== Задание ==
Выпишите из отрывка ниже все понятия, перечисленные сразу после слов «запрограммированных идеологией понятиях».

== Отрывок текста ==
#####

Был образован, свободно мыслил, однако в высказываниях осторожен – "продукт эпохи". Собрал отличную библиотеку. Когда-то охотился и играл в теннис, при мне ракетка висела уже в туалете.
Я приходил к Бочаровым, как окунаться в теплую ванну, пожалуй, лучшего сравнения не найти.
Очень был дорогой для меня человек.
Дневник. 4 февраля. Понедельник, полдень
Прошлую неделю брал отпуск и писал воспоминания, пока не надоело. Не нравится сидеть дома. Тонус понижается. Вот зуб заболел под коронкой. Много хлопот предвидится – мосты снимать. Голова болела вчера. А когда работа, с утра зарядишься и до вечера хватает. Приятно? Чаще нет. Тяжелые больные и еще директорские дела, совсем мне ненужные. Думается: «Скорее бы выходной!» Еще лучше – отпуск.
Усложнилась проблема досуга. Раньше чтение романов надежно заполняло свободное время. Теперь стал привередлив. Читаю – и вижу, как автор кроит и шьет. У наших, в большинстве случаев, ох как скучно и избито. Персонажи прямолинейны, однозначны и неизменны. Беспомощно барахтается автор в запрограммированных идеологией понятиях: социализм, гуманизм, культура, прогресс. Еще – красота, культура. Теперь вошла в моду природа, экология, НТР, ну и, конечно, сетования по поводу мира, человечества. Это если писатель претендует на интеллект.

#####

== Набор записей ==

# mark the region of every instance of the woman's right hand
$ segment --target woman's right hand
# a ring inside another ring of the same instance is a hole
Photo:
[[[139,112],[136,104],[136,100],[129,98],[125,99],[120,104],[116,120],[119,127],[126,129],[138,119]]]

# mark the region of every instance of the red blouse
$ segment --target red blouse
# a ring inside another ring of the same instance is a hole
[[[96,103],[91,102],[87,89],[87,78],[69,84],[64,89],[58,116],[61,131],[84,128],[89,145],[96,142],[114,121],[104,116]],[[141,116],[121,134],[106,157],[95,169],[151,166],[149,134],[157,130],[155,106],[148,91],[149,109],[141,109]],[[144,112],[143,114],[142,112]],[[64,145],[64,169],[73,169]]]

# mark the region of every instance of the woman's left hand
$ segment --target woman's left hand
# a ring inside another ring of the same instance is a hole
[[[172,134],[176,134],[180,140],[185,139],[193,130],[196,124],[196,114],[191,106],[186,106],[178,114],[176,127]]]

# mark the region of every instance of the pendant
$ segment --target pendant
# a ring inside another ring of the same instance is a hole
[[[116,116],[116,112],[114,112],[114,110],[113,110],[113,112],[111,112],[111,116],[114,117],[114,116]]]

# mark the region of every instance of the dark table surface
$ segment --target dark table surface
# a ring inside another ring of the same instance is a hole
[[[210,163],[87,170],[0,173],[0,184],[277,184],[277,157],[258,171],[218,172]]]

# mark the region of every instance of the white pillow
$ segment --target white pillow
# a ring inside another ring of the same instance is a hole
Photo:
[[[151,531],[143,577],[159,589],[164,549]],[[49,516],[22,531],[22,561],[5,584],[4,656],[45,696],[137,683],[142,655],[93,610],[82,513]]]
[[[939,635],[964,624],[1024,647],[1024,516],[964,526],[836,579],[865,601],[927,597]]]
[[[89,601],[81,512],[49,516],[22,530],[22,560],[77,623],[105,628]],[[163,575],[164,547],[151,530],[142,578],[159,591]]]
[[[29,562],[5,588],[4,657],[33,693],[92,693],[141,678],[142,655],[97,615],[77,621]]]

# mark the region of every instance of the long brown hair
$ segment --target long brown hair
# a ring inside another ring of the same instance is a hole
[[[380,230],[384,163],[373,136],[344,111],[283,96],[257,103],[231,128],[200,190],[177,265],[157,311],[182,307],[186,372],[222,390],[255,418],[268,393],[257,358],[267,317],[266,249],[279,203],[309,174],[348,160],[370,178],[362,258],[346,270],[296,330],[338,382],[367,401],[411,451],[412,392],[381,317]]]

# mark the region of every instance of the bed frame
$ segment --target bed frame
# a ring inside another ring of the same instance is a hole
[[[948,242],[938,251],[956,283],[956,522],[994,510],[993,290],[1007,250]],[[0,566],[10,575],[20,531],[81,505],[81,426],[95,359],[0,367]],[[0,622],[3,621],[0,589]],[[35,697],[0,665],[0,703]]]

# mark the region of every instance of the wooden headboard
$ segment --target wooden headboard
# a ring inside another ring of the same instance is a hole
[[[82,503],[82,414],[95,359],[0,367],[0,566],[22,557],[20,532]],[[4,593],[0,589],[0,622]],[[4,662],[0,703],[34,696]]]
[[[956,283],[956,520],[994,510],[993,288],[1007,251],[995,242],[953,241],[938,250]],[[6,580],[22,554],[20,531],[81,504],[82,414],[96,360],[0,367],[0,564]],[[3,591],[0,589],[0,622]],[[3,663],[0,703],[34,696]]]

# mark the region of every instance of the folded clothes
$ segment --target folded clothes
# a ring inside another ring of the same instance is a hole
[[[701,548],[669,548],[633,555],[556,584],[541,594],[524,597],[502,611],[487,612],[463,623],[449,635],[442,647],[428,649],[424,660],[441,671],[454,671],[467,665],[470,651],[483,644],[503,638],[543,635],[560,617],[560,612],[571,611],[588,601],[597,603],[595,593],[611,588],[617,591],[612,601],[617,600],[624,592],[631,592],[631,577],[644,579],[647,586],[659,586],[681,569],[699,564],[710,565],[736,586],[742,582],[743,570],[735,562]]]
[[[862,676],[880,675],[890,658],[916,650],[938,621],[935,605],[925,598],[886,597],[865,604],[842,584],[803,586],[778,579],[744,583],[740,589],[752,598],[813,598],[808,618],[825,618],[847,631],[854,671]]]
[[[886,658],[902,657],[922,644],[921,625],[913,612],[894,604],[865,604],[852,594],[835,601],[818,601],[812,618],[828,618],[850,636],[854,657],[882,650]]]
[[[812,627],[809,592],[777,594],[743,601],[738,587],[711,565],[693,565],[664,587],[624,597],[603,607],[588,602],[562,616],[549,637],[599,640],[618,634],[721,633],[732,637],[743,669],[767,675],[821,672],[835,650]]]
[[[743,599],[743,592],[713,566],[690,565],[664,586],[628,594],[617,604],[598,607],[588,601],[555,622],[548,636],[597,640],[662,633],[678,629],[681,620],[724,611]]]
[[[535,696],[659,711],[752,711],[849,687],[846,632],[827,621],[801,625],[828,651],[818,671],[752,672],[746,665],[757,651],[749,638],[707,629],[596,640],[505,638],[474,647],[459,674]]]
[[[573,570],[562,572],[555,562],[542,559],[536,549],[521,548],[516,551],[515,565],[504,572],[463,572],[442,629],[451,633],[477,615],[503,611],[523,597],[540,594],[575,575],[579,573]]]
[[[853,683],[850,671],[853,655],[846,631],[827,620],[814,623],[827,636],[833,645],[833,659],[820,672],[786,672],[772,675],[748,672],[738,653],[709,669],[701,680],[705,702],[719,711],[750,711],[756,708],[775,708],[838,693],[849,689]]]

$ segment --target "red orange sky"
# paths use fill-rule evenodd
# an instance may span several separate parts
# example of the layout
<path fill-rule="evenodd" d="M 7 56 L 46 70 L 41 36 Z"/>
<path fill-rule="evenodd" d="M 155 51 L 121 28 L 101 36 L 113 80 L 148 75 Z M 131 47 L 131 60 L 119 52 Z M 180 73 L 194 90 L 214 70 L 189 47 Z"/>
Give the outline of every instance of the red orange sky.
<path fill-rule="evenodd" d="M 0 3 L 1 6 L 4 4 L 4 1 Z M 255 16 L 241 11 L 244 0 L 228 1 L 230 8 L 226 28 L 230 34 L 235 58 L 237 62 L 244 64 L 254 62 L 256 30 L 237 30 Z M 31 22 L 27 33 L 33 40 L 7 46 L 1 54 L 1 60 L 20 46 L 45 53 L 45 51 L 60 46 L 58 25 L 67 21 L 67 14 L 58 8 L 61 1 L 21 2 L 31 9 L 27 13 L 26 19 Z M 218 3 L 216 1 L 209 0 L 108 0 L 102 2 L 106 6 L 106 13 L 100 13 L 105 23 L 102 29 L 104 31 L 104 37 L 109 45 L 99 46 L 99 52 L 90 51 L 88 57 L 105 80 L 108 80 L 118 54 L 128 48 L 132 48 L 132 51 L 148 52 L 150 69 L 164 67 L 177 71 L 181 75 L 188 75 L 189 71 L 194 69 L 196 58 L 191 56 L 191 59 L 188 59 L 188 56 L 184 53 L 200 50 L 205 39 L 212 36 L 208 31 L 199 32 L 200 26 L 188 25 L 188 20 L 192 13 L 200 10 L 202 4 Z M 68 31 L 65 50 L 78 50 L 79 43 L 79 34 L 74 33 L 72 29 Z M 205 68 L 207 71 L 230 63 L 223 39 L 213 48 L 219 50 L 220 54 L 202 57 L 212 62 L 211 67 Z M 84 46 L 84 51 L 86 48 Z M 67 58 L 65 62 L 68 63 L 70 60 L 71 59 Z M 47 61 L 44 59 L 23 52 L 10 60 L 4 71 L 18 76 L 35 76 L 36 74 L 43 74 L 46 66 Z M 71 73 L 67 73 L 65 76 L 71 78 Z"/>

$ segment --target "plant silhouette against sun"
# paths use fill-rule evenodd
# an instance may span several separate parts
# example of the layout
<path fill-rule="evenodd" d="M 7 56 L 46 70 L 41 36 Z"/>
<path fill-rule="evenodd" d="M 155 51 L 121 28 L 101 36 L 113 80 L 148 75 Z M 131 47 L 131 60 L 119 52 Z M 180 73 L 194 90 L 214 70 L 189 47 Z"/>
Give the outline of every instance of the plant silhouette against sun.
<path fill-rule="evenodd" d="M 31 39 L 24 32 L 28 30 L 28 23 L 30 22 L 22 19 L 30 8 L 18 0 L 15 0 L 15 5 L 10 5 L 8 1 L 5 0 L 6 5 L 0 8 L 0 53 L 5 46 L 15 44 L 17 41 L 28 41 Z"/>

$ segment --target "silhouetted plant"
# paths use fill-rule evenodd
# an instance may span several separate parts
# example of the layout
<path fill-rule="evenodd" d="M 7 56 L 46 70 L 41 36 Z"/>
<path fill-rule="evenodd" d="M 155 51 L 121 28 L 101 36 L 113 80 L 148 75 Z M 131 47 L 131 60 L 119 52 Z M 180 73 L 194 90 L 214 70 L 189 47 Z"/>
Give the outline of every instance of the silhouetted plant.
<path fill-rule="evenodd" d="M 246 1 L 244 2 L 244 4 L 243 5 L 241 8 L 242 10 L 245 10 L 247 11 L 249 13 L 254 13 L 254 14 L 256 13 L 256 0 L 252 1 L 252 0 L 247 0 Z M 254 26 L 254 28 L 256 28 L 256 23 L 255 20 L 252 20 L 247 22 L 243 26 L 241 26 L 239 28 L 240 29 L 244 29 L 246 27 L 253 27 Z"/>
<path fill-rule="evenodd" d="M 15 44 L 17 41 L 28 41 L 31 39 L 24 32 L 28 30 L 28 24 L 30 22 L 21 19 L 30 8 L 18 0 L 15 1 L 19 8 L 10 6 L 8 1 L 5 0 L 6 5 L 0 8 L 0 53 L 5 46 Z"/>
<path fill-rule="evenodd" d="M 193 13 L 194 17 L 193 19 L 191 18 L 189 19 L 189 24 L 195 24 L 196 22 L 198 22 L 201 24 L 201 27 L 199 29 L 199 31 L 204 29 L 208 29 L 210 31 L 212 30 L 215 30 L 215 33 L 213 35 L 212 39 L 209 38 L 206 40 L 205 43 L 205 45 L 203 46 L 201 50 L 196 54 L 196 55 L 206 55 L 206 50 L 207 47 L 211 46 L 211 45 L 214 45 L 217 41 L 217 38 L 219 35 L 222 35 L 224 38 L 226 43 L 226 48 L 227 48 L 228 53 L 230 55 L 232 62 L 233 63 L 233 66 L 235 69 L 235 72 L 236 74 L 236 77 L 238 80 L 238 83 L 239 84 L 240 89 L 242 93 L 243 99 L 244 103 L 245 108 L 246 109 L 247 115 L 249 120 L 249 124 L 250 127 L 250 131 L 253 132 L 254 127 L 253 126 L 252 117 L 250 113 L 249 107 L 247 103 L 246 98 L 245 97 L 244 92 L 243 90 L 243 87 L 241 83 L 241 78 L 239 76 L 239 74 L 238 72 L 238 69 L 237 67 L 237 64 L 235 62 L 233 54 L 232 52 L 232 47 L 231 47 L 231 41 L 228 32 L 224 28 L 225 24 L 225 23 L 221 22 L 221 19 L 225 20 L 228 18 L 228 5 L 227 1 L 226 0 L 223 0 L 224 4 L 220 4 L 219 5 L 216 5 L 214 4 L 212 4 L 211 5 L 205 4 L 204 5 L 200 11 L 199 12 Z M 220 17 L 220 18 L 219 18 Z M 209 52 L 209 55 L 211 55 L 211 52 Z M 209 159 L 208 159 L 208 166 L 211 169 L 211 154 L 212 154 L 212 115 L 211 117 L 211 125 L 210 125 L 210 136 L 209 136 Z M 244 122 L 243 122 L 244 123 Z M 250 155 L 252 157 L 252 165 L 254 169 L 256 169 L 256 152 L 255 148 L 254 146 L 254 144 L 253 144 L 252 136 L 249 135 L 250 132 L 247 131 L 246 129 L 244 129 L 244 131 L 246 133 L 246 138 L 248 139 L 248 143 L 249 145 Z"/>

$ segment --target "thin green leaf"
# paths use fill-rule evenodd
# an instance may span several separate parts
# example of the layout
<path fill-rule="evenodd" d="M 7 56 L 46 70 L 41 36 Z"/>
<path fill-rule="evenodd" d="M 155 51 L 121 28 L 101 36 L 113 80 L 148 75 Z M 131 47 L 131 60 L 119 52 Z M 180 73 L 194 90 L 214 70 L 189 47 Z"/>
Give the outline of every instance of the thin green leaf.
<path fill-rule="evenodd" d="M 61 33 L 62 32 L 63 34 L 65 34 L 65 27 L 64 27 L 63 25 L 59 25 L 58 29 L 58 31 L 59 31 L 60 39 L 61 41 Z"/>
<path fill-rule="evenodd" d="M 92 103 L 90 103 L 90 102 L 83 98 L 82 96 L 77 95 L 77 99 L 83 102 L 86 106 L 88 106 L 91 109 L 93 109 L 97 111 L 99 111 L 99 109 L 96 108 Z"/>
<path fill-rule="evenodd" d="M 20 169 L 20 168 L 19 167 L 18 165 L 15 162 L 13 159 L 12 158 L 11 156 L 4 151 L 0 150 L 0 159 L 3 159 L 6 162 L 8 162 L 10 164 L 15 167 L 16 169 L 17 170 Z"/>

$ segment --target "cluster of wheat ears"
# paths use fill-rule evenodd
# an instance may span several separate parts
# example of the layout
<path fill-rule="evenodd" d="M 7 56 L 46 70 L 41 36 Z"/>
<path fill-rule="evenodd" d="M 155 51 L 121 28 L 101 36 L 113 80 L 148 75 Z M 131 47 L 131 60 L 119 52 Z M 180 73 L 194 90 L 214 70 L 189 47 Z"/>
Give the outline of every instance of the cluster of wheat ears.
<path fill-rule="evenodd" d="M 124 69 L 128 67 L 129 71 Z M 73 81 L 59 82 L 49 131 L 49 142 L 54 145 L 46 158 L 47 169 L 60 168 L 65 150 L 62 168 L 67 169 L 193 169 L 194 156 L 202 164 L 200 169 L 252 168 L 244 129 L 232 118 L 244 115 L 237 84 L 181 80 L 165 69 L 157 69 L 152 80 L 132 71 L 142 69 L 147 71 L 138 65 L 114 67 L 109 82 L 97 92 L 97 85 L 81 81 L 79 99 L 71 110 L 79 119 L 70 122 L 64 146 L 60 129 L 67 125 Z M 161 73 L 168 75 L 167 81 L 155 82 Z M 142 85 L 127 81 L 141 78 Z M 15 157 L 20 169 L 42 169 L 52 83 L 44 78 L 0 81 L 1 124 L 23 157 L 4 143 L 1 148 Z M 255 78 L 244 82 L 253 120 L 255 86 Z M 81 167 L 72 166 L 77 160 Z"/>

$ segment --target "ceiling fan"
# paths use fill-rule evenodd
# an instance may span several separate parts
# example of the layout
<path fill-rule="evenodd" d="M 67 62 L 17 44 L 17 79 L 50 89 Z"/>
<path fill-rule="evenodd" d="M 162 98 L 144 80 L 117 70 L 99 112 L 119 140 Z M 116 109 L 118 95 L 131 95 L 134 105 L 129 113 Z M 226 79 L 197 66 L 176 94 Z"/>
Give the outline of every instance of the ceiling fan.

#####

== Ответ ==
социализм, гуманизм, культура, прогресс